◆ Supplied data
— START —
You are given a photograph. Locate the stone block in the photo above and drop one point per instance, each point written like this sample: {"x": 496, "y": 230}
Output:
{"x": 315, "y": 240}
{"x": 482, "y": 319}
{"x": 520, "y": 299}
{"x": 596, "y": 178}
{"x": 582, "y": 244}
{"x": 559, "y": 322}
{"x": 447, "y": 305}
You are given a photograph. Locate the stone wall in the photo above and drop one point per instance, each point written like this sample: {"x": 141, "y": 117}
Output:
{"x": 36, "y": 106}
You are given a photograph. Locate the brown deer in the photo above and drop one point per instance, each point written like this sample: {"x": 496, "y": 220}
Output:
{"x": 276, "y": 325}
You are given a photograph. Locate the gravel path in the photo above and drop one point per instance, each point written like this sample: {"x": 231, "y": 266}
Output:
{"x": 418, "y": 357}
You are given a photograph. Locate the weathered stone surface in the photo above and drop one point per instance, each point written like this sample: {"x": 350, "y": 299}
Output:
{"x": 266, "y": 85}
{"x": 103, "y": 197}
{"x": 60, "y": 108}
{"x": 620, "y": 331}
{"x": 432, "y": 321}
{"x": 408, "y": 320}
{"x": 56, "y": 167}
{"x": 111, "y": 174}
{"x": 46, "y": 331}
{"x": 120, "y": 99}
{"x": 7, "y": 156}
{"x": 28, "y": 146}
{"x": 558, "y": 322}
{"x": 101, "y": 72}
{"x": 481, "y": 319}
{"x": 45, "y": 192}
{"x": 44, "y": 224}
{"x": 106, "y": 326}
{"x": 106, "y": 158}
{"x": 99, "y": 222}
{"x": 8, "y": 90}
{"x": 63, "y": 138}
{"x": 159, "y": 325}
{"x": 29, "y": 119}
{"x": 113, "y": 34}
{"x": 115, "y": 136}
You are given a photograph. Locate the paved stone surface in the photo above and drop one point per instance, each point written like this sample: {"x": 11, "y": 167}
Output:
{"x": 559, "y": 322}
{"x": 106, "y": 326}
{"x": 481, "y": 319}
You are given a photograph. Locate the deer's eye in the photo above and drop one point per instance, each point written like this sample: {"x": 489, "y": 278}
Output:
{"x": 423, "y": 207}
— END —
Reproduce all the data above, line by line and including the requests, but raise every x and y coordinate in the answer points by 38. Leave the numbers in the requests and their format samples unchanged.

You are given a photograph. Locate the stone block in the photo above and drop one point per instance, each point written like this sample: {"x": 496, "y": 230}
Output:
{"x": 353, "y": 278}
{"x": 520, "y": 357}
{"x": 558, "y": 337}
{"x": 634, "y": 216}
{"x": 620, "y": 282}
{"x": 597, "y": 360}
{"x": 485, "y": 343}
You are given a photograph. Locate the stone wall in the photo above and drop one point per instance, each point written like this sample: {"x": 141, "y": 117}
Output:
{"x": 74, "y": 144}
You are given a photograph. Locate the brown deer in the photo above and drop one point per instance, each point written like this sample: {"x": 496, "y": 220}
Output:
{"x": 314, "y": 363}
You are given a photograph. Locate the gravel path in the photo above and drop one point per instance, each point written like this sample: {"x": 231, "y": 266}
Output:
{"x": 456, "y": 395}
You are given a photograph. Locate the weathered stone surface in the photo above and drop one point per instance, each point written like this sample: {"x": 350, "y": 299}
Output:
{"x": 304, "y": 123}
{"x": 141, "y": 235}
{"x": 98, "y": 146}
{"x": 658, "y": 369}
{"x": 470, "y": 359}
{"x": 446, "y": 358}
{"x": 94, "y": 205}
{"x": 149, "y": 212}
{"x": 84, "y": 369}
{"x": 158, "y": 137}
{"x": 45, "y": 194}
{"x": 66, "y": 184}
{"x": 596, "y": 360}
{"x": 139, "y": 110}
{"x": 519, "y": 357}
{"x": 83, "y": 230}
{"x": 82, "y": 262}
{"x": 144, "y": 364}
{"x": 144, "y": 196}
{"x": 137, "y": 260}
{"x": 46, "y": 128}
{"x": 101, "y": 176}
{"x": 197, "y": 363}
{"x": 67, "y": 157}
{"x": 151, "y": 72}
{"x": 153, "y": 174}
You are given a photograph. Locate the paved stone surface in the photo above and drop one point per instance, each point written like this sample: {"x": 11, "y": 167}
Output:
{"x": 597, "y": 360}
{"x": 144, "y": 364}
{"x": 519, "y": 357}
You are given a photograph. Locate the deer's eye in the photo above and drop one point per instance, each point written like this sample: {"x": 489, "y": 278}
Output:
{"x": 461, "y": 245}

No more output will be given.